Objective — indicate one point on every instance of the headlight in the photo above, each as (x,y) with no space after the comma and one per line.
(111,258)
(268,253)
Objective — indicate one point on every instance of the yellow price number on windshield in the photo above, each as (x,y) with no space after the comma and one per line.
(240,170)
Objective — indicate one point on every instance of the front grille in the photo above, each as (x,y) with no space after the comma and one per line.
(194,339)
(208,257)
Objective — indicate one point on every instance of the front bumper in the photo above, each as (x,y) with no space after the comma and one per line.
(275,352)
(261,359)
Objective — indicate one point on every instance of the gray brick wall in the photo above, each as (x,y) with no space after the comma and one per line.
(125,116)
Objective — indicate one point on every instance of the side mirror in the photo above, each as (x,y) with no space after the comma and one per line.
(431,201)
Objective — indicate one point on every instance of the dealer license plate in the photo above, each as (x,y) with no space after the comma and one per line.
——————————
* What to do *
Take the lines from the one containing "Objective — indicate one point on every instance of the gray" through the final line of the entries above, and set them down exactly, with nothing added.

* Written answer *
Objective — indicate one point on every instance of the gray brick wall in the photo above, each as (x,y) with no space after the comma and one per line.
(125,116)
Objective — indicate one point on every instance of the side mirror in the photo above, each as (x,y) with no space after the comma and one per line.
(431,201)
Objective — indicate one point on every instance of the dealer license plate in the photo above, each as (x,y) with no space after the comma and one per line.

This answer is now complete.